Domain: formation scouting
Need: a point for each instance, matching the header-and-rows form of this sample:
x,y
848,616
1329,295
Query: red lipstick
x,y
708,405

++++

__Task instructions__:
Please repeat the lines above word for word.

__Worked solution__:
Domain: formation scouting
Need: a point for each instance, matching the header-and-rows form of this sample:
x,y
848,616
1329,295
Query: red lipstick
x,y
708,405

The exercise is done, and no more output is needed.